WHAT TO DO
Summarize the passage on wind turbines in two sentences.

PASSAGE PROVIDED
This article made me glaze over…. twisted surveys intended to produce a pre determined outcome – the same as what the IPCC does in it’s publications. All designed to tell us what they decide. Forget any science facts or truth.
Out here in the southern tablelands, we drive down the Federal Highway from time to time and the sight of wind turbines behind Collector and the eastern side of Lake George is vomit inducing. Those monstrosities are so god-damn ugly.
Forget that they generate very little electricity, the materials needed to build and install them should not be overlooked. Huge amounts of concrete and steel, just to hold them upright… Add into the equation that Australian tax payers are subsidising the existence of these things every year, should have politicians who allowed this to happen, flogging themselves to bleeding every night before bedtime.
When will be wake up and stop this nonsense?

Object location annotation lines
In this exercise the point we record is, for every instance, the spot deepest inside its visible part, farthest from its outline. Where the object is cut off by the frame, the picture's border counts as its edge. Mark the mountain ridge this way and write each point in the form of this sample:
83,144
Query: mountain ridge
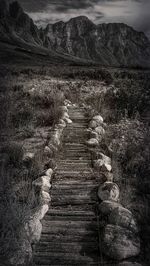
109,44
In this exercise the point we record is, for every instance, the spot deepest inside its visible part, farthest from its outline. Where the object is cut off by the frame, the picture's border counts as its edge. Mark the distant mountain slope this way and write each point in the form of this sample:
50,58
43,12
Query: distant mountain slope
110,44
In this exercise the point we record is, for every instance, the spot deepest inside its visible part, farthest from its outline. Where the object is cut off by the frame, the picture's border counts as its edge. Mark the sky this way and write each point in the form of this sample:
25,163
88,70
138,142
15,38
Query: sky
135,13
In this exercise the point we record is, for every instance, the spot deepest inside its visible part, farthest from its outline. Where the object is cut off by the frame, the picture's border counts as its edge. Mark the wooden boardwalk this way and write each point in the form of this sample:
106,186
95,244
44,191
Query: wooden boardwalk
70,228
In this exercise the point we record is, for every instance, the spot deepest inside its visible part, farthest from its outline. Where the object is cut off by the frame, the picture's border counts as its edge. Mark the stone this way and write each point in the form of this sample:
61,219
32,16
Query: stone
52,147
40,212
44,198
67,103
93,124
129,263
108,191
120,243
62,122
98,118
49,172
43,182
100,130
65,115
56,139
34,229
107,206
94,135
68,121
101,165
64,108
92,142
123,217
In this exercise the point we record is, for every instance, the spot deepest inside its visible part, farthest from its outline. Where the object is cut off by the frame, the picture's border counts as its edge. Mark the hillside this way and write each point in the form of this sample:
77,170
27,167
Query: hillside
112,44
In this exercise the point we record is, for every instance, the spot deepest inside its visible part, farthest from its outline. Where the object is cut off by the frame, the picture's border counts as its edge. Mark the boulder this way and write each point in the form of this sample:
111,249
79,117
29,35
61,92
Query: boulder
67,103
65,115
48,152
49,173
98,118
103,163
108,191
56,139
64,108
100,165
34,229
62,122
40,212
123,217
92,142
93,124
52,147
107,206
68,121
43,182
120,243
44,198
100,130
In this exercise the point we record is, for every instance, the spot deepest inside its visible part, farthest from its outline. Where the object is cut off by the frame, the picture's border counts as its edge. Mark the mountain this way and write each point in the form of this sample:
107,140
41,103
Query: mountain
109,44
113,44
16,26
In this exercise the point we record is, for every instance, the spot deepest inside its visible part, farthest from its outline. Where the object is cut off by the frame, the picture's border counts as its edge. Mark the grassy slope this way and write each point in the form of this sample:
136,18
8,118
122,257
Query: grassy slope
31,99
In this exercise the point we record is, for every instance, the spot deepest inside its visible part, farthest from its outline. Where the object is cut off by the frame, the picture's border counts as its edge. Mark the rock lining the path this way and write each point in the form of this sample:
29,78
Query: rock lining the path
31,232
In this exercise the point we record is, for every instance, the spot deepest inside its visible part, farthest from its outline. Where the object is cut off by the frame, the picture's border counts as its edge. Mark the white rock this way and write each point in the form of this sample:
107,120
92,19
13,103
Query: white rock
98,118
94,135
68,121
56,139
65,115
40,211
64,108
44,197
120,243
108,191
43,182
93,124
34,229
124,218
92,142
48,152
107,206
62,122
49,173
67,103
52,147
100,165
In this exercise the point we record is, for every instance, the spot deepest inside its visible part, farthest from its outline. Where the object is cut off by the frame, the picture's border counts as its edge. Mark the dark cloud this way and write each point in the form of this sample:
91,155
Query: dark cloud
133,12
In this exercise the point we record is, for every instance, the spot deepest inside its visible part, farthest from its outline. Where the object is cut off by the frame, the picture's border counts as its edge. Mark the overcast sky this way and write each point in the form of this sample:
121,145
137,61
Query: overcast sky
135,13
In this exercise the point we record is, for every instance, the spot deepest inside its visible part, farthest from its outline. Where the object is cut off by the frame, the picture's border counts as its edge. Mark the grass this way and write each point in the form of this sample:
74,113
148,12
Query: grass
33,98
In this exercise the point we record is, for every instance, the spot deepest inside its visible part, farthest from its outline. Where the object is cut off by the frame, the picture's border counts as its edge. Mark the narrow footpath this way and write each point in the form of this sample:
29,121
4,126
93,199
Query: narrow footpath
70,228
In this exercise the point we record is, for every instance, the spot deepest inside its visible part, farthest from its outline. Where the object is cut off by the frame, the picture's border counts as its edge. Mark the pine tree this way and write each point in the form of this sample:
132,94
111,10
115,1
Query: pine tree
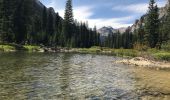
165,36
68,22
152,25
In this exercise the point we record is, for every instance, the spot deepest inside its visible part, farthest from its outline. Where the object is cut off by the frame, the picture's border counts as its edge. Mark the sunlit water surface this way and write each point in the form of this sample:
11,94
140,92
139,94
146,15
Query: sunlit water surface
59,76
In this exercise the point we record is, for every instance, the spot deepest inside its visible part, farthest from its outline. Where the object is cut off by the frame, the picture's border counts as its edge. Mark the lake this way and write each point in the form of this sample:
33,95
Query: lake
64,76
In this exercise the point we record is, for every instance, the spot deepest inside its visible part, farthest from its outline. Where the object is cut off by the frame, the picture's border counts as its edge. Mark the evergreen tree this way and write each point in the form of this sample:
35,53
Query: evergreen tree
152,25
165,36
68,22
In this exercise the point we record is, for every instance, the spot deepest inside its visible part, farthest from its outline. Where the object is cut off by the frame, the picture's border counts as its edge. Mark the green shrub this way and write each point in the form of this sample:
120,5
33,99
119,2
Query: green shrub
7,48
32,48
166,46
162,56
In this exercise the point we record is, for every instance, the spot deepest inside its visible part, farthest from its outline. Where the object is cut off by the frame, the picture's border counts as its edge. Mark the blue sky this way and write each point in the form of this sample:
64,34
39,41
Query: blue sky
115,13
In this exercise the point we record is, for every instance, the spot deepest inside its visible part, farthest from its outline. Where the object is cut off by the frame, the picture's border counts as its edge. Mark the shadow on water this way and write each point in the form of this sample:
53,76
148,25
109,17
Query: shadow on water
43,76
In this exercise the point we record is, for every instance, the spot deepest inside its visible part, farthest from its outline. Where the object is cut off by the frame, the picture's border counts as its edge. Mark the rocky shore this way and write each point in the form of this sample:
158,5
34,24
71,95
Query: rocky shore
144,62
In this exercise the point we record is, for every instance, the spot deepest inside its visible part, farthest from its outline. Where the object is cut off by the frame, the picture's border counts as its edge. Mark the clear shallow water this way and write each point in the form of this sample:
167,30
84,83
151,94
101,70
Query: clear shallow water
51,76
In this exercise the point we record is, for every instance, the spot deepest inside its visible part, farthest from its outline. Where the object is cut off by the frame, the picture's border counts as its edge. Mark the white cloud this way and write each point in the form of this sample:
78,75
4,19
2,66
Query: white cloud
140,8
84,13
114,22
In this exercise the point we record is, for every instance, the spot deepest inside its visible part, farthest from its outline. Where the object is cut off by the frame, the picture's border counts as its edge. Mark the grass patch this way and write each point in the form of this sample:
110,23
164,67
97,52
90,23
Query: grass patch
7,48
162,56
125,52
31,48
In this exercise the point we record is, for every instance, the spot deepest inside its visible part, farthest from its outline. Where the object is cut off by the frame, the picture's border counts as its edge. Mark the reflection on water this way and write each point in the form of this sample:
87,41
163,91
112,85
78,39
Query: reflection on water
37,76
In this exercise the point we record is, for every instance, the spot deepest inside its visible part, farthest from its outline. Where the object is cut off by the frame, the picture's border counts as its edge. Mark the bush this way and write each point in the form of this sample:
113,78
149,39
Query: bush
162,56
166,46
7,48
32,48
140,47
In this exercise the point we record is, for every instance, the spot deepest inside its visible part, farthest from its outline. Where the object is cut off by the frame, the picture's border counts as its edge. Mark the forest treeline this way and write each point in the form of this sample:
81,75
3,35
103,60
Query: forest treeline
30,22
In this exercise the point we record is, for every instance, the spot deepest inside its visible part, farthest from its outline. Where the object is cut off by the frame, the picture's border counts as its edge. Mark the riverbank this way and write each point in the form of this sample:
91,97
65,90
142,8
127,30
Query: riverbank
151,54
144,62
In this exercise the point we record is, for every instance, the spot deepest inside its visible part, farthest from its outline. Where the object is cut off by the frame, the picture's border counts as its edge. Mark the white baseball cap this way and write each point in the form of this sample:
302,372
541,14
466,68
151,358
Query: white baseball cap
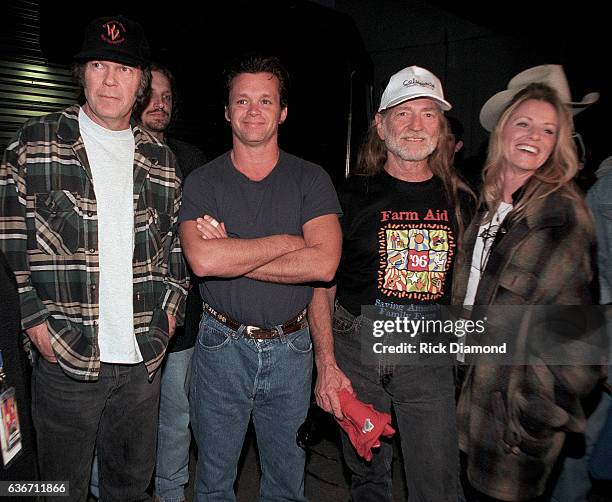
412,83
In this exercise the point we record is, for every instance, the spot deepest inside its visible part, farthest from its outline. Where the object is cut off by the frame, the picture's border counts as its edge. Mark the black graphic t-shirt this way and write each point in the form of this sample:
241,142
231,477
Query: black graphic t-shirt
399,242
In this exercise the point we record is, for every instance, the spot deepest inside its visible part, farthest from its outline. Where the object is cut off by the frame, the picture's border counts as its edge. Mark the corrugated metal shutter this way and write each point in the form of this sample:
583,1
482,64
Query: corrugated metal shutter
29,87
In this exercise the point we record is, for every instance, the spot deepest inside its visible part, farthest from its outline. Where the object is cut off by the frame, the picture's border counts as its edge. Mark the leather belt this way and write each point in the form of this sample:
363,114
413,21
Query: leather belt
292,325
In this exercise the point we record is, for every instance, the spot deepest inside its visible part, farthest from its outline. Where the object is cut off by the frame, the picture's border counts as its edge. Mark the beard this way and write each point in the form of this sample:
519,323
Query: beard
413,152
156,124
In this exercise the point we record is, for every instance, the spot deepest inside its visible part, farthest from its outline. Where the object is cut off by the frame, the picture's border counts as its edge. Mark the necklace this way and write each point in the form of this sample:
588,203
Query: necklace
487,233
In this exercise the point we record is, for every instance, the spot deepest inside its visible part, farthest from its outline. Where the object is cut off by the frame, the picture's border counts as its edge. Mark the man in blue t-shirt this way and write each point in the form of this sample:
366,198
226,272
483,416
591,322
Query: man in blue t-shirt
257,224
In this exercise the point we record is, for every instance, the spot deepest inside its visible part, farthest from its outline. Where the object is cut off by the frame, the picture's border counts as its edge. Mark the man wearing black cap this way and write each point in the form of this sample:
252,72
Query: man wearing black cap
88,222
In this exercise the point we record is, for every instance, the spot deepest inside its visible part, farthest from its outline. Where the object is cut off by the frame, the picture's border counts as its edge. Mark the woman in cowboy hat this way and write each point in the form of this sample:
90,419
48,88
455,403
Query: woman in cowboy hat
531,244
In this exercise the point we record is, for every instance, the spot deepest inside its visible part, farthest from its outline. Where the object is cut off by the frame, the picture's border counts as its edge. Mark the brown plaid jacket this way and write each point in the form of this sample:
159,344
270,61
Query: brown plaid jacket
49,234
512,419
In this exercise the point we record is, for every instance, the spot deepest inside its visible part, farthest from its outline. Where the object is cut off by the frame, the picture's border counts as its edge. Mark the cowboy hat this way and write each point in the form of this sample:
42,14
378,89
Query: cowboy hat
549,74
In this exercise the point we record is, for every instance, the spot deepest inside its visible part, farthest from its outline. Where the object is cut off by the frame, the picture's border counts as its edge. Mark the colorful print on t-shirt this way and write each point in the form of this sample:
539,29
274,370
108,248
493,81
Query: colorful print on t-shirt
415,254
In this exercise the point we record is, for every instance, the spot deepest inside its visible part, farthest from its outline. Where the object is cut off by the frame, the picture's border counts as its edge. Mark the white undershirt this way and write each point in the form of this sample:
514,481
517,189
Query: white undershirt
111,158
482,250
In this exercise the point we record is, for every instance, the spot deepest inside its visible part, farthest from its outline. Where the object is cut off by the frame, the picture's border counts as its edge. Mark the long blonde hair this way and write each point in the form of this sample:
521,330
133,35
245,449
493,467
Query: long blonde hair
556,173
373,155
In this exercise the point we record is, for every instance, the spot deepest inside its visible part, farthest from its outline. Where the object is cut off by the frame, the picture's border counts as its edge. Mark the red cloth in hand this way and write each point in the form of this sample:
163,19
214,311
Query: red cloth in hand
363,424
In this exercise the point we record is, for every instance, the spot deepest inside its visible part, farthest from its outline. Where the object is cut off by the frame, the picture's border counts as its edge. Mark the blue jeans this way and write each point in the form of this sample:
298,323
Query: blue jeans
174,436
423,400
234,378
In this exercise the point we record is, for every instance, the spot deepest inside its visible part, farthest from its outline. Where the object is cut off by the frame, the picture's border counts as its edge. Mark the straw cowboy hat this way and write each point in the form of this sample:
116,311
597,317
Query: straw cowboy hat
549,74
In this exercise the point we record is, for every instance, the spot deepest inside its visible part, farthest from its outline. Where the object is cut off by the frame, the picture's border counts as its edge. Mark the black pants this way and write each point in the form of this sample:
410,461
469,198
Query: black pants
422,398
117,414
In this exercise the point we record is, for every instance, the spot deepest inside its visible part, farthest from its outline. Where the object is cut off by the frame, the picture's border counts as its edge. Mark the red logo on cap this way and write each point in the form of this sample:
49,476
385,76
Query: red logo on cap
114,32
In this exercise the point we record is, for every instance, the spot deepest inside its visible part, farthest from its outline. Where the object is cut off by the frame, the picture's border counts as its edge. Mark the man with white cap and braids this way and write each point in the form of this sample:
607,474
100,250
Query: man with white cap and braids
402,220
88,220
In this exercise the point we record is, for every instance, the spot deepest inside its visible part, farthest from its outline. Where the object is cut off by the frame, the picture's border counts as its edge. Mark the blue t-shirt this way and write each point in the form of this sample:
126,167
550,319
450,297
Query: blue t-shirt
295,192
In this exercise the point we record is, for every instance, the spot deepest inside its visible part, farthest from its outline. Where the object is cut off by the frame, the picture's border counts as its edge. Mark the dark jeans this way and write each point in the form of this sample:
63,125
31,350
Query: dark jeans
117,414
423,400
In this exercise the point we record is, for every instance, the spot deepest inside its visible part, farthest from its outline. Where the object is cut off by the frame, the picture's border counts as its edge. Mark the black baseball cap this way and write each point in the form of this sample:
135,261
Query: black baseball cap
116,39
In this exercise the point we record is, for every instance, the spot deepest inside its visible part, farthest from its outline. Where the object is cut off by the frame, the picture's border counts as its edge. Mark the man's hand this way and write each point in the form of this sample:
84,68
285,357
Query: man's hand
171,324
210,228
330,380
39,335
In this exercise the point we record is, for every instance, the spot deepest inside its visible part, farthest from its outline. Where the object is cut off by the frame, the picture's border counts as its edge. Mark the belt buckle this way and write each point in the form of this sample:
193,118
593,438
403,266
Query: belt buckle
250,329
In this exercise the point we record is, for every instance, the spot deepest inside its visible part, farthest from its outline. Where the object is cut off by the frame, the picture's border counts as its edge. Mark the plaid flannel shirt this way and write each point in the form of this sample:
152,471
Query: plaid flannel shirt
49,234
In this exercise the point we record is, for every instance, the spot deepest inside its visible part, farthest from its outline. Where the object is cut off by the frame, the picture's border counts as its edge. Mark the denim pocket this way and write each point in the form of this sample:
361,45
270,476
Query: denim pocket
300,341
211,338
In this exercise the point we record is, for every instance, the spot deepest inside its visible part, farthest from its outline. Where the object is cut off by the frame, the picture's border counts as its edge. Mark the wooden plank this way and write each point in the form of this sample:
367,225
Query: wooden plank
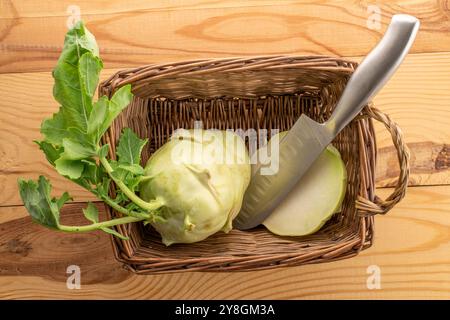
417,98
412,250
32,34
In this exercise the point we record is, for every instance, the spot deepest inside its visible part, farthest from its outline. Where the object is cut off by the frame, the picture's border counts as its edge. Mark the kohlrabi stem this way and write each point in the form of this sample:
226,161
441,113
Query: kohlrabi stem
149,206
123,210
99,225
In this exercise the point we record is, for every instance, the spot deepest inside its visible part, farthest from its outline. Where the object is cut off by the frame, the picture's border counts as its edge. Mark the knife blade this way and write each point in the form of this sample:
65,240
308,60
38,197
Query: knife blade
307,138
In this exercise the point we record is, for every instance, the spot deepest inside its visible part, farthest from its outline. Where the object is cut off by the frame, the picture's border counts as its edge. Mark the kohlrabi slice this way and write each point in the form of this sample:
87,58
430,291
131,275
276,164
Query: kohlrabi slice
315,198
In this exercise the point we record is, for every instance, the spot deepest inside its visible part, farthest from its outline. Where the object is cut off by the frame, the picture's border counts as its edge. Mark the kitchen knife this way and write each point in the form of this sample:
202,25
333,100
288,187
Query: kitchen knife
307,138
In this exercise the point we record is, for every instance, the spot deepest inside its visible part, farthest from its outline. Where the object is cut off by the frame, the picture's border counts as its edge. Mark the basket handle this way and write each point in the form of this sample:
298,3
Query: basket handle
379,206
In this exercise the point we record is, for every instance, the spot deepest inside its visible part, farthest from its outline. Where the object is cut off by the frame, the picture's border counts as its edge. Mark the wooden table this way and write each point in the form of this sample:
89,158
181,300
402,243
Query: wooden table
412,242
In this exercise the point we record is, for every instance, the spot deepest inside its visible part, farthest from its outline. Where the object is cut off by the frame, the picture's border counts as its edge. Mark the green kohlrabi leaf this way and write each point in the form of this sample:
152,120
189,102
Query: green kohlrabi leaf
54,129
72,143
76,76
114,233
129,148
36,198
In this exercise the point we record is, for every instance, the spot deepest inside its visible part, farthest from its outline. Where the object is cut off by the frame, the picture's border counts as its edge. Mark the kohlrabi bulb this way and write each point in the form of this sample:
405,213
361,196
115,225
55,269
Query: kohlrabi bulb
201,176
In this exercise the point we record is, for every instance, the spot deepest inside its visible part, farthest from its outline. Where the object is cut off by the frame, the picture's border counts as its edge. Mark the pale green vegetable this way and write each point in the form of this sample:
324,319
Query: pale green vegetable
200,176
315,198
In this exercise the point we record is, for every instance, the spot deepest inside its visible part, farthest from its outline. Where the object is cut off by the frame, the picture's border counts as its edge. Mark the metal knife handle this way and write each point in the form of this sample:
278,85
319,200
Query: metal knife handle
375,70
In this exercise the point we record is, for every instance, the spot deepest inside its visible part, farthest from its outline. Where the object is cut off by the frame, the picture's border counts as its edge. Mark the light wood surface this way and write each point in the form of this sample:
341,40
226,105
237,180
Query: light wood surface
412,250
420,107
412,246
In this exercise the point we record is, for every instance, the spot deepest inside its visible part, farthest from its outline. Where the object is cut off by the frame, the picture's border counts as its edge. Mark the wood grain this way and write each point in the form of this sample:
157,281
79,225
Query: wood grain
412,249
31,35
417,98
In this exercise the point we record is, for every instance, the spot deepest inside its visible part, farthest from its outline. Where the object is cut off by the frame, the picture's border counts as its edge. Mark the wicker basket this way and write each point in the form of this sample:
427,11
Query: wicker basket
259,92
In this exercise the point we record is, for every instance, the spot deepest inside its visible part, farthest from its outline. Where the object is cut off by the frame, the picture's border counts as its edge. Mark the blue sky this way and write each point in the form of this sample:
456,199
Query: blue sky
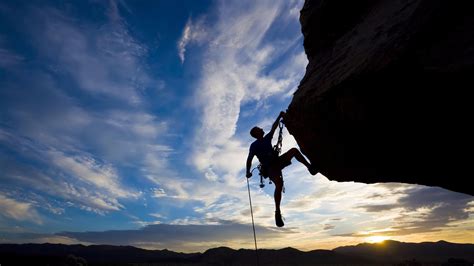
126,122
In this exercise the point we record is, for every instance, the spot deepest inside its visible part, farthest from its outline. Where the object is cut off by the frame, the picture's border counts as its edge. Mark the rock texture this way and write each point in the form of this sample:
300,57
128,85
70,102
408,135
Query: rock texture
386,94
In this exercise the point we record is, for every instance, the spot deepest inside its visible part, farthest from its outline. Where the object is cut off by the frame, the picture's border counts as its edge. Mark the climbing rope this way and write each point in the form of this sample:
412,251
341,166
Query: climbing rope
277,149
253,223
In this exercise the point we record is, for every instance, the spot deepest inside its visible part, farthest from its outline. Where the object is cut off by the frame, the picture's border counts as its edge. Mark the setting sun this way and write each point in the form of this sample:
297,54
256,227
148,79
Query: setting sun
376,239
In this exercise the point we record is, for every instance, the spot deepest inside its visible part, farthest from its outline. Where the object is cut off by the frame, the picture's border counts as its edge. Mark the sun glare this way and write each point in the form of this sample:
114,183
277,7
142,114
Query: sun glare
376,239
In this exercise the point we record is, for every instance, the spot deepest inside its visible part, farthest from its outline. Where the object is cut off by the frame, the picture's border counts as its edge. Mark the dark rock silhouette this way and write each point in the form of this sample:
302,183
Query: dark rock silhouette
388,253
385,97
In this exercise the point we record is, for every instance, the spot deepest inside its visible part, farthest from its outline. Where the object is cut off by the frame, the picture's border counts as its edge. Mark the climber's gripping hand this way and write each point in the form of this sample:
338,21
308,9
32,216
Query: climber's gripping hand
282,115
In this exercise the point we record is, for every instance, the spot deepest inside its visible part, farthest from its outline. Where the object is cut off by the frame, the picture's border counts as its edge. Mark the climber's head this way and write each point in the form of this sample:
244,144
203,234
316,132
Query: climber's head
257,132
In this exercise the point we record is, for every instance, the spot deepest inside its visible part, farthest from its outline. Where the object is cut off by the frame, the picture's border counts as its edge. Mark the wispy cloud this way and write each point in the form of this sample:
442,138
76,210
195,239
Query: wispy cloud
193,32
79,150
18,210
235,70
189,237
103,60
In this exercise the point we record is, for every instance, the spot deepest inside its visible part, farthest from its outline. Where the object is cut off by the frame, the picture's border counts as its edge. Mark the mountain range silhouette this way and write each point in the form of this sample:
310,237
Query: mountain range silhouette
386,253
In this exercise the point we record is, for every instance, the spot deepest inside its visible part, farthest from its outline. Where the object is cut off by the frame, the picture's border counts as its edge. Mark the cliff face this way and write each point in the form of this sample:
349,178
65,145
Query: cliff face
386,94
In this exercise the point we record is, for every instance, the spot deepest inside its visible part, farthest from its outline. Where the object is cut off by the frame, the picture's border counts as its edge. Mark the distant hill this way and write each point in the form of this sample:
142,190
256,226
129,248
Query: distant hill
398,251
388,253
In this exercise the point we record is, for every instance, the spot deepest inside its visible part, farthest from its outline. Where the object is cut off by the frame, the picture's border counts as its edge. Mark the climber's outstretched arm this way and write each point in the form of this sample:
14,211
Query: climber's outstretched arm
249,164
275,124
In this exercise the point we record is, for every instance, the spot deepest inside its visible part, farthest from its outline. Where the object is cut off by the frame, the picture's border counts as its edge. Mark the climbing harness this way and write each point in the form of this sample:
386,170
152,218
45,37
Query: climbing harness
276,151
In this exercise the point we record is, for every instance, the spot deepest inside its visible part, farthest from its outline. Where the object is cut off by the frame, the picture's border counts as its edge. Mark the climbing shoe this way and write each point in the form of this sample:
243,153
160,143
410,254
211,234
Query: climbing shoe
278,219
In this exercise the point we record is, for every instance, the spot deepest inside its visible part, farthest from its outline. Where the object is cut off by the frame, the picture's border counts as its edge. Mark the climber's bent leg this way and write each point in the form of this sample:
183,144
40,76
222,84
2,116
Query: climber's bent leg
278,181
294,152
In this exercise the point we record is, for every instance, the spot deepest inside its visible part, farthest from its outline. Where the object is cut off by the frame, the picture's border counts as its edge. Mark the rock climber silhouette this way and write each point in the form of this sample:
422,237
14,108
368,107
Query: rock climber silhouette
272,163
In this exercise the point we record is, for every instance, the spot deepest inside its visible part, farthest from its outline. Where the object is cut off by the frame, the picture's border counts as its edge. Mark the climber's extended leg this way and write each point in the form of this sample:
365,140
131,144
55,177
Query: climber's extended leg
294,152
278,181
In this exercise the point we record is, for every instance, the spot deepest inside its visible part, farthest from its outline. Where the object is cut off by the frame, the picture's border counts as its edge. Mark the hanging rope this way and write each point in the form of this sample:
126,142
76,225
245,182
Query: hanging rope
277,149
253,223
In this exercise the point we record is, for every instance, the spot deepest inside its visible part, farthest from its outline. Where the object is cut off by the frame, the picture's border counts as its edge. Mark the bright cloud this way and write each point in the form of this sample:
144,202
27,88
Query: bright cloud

TASK RESPONSE
The writer dismisses the article as resting on twisted surveys meant to produce a predetermined outcome, comparing this to the IPCC's publications. Calling the wind turbines behind Collector and on the eastern side of Lake George ugly, the writer says they generate very little electricity, need huge amounts of concrete and steel, and are subsidized by Australian taxpayers every year, and asks when this nonsense will stop.